#### [PROBLEM TO WORK ON]
Transcribe each line of the material as it is, and drop any picture.

#### [PROVIDED DATA]
------------------------

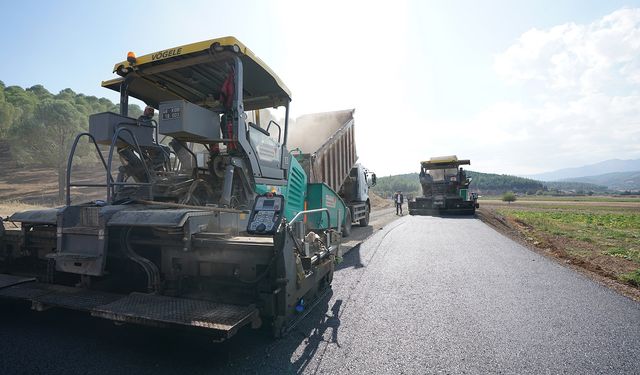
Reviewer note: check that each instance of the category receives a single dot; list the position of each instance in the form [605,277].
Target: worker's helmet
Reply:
[149,111]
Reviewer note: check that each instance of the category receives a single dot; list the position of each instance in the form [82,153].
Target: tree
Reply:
[509,197]
[45,139]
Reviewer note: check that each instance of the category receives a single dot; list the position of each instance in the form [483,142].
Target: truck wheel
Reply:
[365,220]
[346,226]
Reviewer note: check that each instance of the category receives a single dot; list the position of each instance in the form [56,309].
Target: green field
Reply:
[602,232]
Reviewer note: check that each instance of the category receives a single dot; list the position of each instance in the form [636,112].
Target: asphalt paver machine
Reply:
[445,188]
[203,223]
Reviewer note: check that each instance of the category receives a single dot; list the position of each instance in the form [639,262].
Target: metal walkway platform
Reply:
[139,308]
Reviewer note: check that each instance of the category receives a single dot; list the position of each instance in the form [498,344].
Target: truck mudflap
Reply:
[222,320]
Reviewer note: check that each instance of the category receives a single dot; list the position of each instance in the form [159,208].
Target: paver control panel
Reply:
[266,214]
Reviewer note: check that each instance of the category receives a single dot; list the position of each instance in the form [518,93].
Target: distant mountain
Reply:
[604,167]
[621,181]
[575,186]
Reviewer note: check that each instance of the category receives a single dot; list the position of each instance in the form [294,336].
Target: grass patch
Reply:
[610,232]
[630,254]
[632,278]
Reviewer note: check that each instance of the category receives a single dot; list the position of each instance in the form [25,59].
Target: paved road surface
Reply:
[423,295]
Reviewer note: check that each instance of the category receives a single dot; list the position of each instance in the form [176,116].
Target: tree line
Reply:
[38,127]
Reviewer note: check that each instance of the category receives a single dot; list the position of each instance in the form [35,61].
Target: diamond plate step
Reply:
[9,280]
[59,295]
[147,308]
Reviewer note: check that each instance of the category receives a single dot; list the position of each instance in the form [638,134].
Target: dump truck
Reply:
[329,156]
[175,242]
[445,188]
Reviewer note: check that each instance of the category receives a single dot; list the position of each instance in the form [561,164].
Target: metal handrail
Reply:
[70,163]
[311,212]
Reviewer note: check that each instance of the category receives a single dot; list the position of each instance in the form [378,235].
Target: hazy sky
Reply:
[517,87]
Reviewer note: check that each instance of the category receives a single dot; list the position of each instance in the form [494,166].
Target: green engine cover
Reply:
[294,191]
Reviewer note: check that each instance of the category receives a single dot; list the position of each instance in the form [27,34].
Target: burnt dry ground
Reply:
[581,255]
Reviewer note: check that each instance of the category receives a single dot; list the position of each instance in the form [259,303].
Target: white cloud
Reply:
[581,94]
[588,58]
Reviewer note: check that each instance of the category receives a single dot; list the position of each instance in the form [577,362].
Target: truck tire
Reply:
[346,226]
[365,220]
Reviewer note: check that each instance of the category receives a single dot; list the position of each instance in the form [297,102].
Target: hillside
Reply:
[604,167]
[618,181]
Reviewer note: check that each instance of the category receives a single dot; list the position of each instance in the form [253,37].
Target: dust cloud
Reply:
[310,132]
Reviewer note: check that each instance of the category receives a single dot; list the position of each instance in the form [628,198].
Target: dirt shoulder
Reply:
[603,269]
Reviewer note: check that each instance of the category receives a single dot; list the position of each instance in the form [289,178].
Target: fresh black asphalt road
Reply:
[422,295]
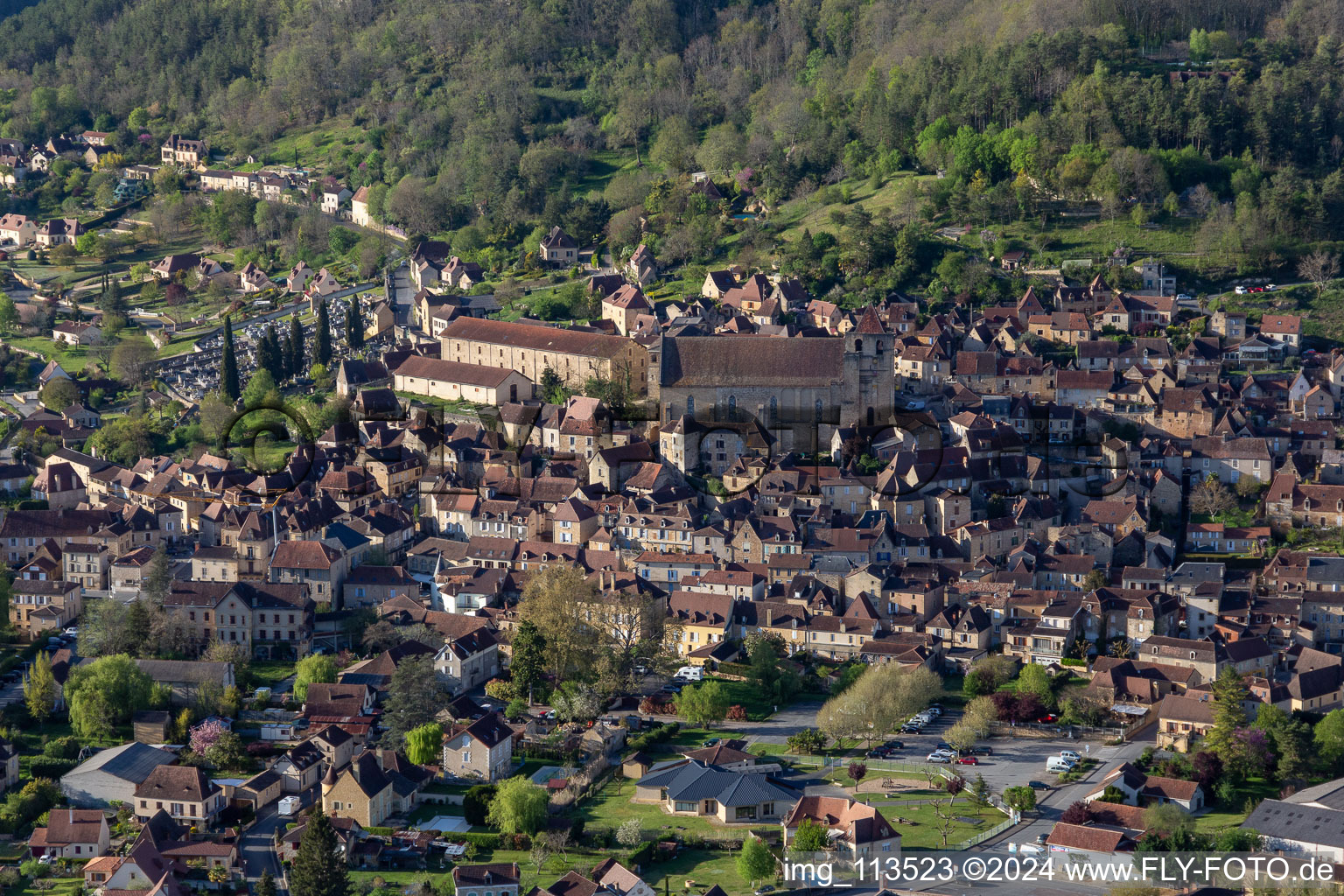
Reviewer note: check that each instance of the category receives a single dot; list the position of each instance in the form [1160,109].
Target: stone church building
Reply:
[800,387]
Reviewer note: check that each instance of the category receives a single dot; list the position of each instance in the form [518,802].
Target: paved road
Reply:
[258,850]
[1054,802]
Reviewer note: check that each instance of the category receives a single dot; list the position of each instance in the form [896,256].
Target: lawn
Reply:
[604,165]
[60,887]
[684,739]
[744,693]
[612,806]
[32,738]
[312,147]
[920,830]
[953,695]
[268,673]
[262,454]
[702,865]
[73,358]
[1233,816]
[814,213]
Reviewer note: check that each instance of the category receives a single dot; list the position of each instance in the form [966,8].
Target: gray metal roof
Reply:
[695,780]
[1331,794]
[130,762]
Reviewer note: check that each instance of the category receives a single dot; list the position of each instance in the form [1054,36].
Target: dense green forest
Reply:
[491,121]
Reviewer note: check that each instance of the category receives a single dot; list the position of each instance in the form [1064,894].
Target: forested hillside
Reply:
[508,117]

------------------------

#### [TASK OUTPUT]
Reviewer note: check that each instance of the category receives a single dot; list the position of each instance in the form [605,277].
Target: worker's helmet
Reply:
[149,111]
Reviewer note: check that each instance of the category receives a single dot; list the position of each instance in the form [82,153].
Target: tree
Reply:
[509,197]
[45,139]
Reviewer note: check that each instance of the category receives a single dot; list the position of each instance in the form [483,142].
Target: truck wheel
Reply:
[365,220]
[346,226]
Reviewer note: check that each instance of the category receives a single dot; list the position of each instance in the form [56,309].
Target: green field
Reply:
[602,232]
Reviewer note: check that each instance of the category receives a single dot; list the position of each instance in the form [636,112].
Target: asphalt paver machine
Reply:
[445,188]
[203,223]
Reviewer note: check that each instance of the category receives a single dot; list the position of each instance in the form [639,262].
Target: metal walkway platform
Reply:
[139,308]
Reviewer note: check that each instance of the category receives a single dot; list the position of each instance in the form [498,344].
Target: truck mudflap
Reply:
[222,320]
Reviewer note: check that each instance of the category receives a single dot; list the position of each instance in the form [159,208].
Target: paver control panel
Reply:
[266,214]
Reviewer note: check that each instance of the category receives a single dot; list the position of each instance in the form [518,93].
Target: distant mountain
Reply:
[604,167]
[621,181]
[575,186]
Reviewer note: check that each instance of the category receives a single dot; list the position of each instance in the form [294,336].
Target: grass patch
Reply:
[610,232]
[630,254]
[632,278]
Reviewer note: check that each instance of the category receives a single dot; list the position of each instance in the form [25,59].
Target: paved road surface
Reply:
[423,295]
Reviewer note: check that each instance of the category receives a single dot; list the position of each instance in the form [176,116].
Target: tree line
Reply:
[38,127]
Reviewer note: check that each instance of the category receives a single dot; list the position of each instance in the form [35,61].
Target: diamond plate step
Reply:
[9,280]
[59,295]
[147,308]
Reviewer note: check that each instance of the category receives a single dot; list the position of each instance in the form [638,134].
Target: dump truck
Reply:
[329,156]
[175,242]
[445,188]
Reviewer note: check that each instance of the category receives a single dot; list the position of each instance in the form [561,164].
Target: metal handrail
Reply:
[70,163]
[311,212]
Reviewer note: check that each instance of the category receives a single dot; list the position of each instance in the form [378,235].
Target: hazy sky
Reply:
[517,87]
Reviewer note: check that each instance of the category receives a single dot; list the position of each instance in the form [494,166].
Target: green engine cover
Reply:
[294,191]
Reviewer note: check that each instance of the category receives a single dot; list the position of each instance in the form [27,34].
Target: burnt dry ground
Reply:
[581,255]
Reviewer note: check that each instance of the category receives a single dot; list the position of each instance in the form [259,303].
Target: white cloud
Reply:
[581,94]
[588,58]
Reviewer note: check that each instance of the category receives a single dot; list the position of each instance in the form [577,362].
Target: truck tire
Reply:
[346,226]
[365,220]
Reviewer note: check that each instance of the category receives a single dot; list the position of each instance in the form [297,102].
Target: hillside
Reply:
[604,167]
[618,181]
Reviewer note: check that each instance of the category receives a single dot; list the position of each instance in the form [253,37].
Target: dust cloud
Reply:
[310,132]
Reviewer note: check that each instance of the category receives a single dot; list the position of each instance in the form [628,198].
Target: dirt shoulder
Reply:
[603,269]
Reviewer note: check that each instance of the category receives a single dot; list the position of each instance in the form [289,178].
Target: fresh black asphalt road
Reply:
[422,295]
Reviewer note: check that each instance of the category receives a single dot; list the position of each instance in the form [1160,109].
Target: stone church building
Reply:
[800,387]
Reviewer note: check that each instance of the category receives a single dot; list the position of each instance in the form [518,802].
Target: paved road
Reply:
[258,850]
[1054,802]
Reviewer note: check that each instance of the category receives a single dot; list the position of each instance in the form [896,256].
Target: lawn
Reply:
[604,165]
[60,887]
[684,739]
[744,693]
[612,806]
[32,738]
[312,147]
[920,830]
[953,695]
[268,673]
[262,454]
[702,865]
[73,358]
[1233,816]
[814,213]
Reviewer note: check that each instance of the category receives a single dot; list the position of each instance in the form [966,8].
Target: gray metal roof
Reply:
[695,780]
[1331,794]
[130,762]
Reviewer note: check that each instance of the category receives a single dot; list the position of each instance in the form [1054,36].
Target: dense green forest
Reply:
[491,121]
Reviewer note: check that each instance of the category receives a single dot; list the position of each instance in the form [1064,894].
Target: forested hillside
Reply:
[508,117]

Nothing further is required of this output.